* BEGIN PASSAGE TO READ *

By Loretta H. Campbell
Hazel Scott: The Pioneering Journey of a Jazz Pianist from Café Society to Hollywood to HUAC
By Karen Chilton
The University of Michigan Press: Ann Arbor. Ann Arbor, Michigan 2008, ISBN-13:978-0-472-11567-9
ISBN-10:0-472-11567-7  $29.95


p. 83. “Until my fight at Columbia, no Black person had even dared oppose the Establishment. You either kept your mouth shut and took the roles you could get or you remained out of work.” —Hazel Scott

    Always in the vanguard, Hazel Scott never lowered her professional standards or lost her nerve, as author Karen Chilton, (co-author of I Wish you Love: A Memoir of Gloria Lynn) illustrates in this measured biography. During the segregated abyss of 1943, Scott defied Harry Cohn, the head of Hollywood’s Columbia Pictures.

    Cohn’s nickname was King Cohn because he ruled the studio and brooked no questions about his orders. He and Scott had a head-to-head confrontation during the filming of the movie, The Heat’s On in which Scott had a small but significant role. In one scene of the film, the sweethearts and wives of Black soldiers are seeing their men off to war. Cohn okayed a decision to have these women wearing dirty dresses with messy hair. Scott insisted that Black women would dress in their best to see their loved ones off to war. When the director wouldn’t change the scene, she went on a three-day strike effectively stopping the production. Cohn agreed to her demands, but told her she would never work in Hollywood again as long as he lived. He made good on that promise. Her movie career in the U.S. languished for 20 years.

* END PASSAGE TO READ *
* BEGIN ENTRIES SUPPLIED *

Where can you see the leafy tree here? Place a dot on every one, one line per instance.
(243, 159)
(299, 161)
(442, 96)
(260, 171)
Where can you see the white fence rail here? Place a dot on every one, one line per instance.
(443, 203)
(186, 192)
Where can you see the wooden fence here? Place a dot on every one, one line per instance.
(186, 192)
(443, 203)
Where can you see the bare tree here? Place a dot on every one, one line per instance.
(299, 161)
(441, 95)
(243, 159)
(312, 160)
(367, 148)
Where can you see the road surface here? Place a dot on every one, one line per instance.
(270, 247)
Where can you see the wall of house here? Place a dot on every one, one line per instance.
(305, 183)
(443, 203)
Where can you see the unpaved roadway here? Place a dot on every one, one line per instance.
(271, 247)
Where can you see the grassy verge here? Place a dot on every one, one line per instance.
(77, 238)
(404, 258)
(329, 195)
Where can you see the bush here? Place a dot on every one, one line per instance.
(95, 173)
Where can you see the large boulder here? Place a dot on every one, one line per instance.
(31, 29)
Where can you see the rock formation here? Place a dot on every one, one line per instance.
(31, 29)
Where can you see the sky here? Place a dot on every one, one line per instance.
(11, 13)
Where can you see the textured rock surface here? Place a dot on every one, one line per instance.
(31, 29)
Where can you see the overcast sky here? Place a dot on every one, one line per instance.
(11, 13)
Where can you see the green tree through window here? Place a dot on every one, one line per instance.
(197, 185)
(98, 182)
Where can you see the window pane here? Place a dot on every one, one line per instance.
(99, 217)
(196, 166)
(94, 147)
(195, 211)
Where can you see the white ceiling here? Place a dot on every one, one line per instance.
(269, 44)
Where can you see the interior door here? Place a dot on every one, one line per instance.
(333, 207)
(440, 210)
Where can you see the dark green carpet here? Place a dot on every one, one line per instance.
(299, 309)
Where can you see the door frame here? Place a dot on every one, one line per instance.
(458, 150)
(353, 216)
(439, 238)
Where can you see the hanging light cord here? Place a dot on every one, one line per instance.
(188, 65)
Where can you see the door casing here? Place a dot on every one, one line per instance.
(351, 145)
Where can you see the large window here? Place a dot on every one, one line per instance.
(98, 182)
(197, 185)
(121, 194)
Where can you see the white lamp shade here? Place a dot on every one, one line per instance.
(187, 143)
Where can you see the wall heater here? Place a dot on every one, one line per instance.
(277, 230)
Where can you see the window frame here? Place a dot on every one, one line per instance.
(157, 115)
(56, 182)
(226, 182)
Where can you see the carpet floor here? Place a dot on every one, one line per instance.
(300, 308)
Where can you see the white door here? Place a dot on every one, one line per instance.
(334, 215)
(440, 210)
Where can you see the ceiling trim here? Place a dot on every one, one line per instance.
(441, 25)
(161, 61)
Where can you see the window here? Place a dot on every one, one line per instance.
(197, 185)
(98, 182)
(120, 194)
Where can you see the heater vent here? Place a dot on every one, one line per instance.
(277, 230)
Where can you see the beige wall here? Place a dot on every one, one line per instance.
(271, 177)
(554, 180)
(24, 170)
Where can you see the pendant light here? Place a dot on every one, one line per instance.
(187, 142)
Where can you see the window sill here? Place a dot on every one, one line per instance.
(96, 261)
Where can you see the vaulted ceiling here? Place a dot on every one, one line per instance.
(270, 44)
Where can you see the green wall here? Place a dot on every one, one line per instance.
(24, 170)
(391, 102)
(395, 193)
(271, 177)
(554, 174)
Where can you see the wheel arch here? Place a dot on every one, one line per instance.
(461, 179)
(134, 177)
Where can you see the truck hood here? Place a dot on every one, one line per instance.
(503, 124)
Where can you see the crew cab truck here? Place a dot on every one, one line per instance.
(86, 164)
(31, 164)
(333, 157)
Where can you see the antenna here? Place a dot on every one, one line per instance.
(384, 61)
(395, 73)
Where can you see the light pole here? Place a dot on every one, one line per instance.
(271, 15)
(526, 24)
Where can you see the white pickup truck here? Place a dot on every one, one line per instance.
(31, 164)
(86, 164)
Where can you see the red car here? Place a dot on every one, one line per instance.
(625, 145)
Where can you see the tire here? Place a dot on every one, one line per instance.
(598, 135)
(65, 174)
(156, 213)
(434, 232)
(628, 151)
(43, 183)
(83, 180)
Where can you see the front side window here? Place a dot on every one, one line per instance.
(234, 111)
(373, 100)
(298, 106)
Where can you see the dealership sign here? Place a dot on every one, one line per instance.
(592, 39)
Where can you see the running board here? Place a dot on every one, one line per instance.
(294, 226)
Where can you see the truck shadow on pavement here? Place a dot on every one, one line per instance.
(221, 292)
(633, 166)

* END ENTRIES SUPPLIED *

= GIVEN PROBLEM 1 =
State whether each statement below agrees with the review of the Hazel Scott biography, answering yes or no and quoting the deciding words of the review: (a) Scott's confrontation with Cohn took place during the filming of The Heat’s On; (b) Scott's strike lasted one week; (c) Cohn refused to meet Scott's demands.
= GIVEN PROBLEM 2 =
Carry on the review of the Hazel Scott biography from its final sentence.

= RESULT 1 =
(a) Yes: "He and Scott had a head-to-head confrontation during the filming of the movie, The Heat’s On in which Scott had a small but significant role."
(b) No: "she went on a three-day strike effectively stopping the production."
(c) No: "Cohn agreed to her demands, but told her she would never work in Hollywood again as long as he lived."

= RESULT 2 =
    Fortunately, Scott remained one of the highest paid jazz pianists in the world aptly named the “darling of café society, as Chilton outlines.” This was because Scott, a child prodigy, had been “woodshedding her work from the age of three. At that age, she created her first piano, of sorts. She played the floor of the family’s parlor in their native Trinidad. When her grandmother saw her, she put Scott on the real piano. She played it so well that her grandmother called the neighbors to watch. Not only had Scott never had a lesson, she had never played the piano before. She learned the keys by watching her mother, Alma, teach piano.

Alma’s own dreams of being a concert pianist were thwarted because of her weak wrists. She became her daughter’s first teacher and imposed strict practice rules on Scott. As a result, Scott’s technique and skill were strong. However, while her skills were getting her little gigs around their community, Alma’s work was drying up. Ever resourceful, Alma moved her small family to Harlem, NY. (Scott’s father had abandoned the family many years before. He occasionally resurfaced, but they had no real relationship). Once there, Alma took up various enterprises to support them.

    When these businesses didn’t work, she went back to what she knew—music. Scott recalled, “Months of contemplation led her to a choice that was as unlikely as it was unexpected. The saxophone. She would learn to play the saxophone. Without further consideration and very little discussion, she went down to a local music shop, rented a tenor sax, and sat down to teach herself the instrument. “ ‘ My mother started to learn the saxophone and she would practice in our tiny living room.’”

    Alma became so proficient that she supported her family by playing for and with some of the great musicians of her day. Among them Lil Hardin, Valaida Snow, Duke Ellington, Billie Holiday, and the priceless Mary Lou Williams. Because of her mother’s talent and connections, Scott grew up with these extraordinary musicians as mentors and friends. When she was ready to step out on her own, they were part of her large extended family.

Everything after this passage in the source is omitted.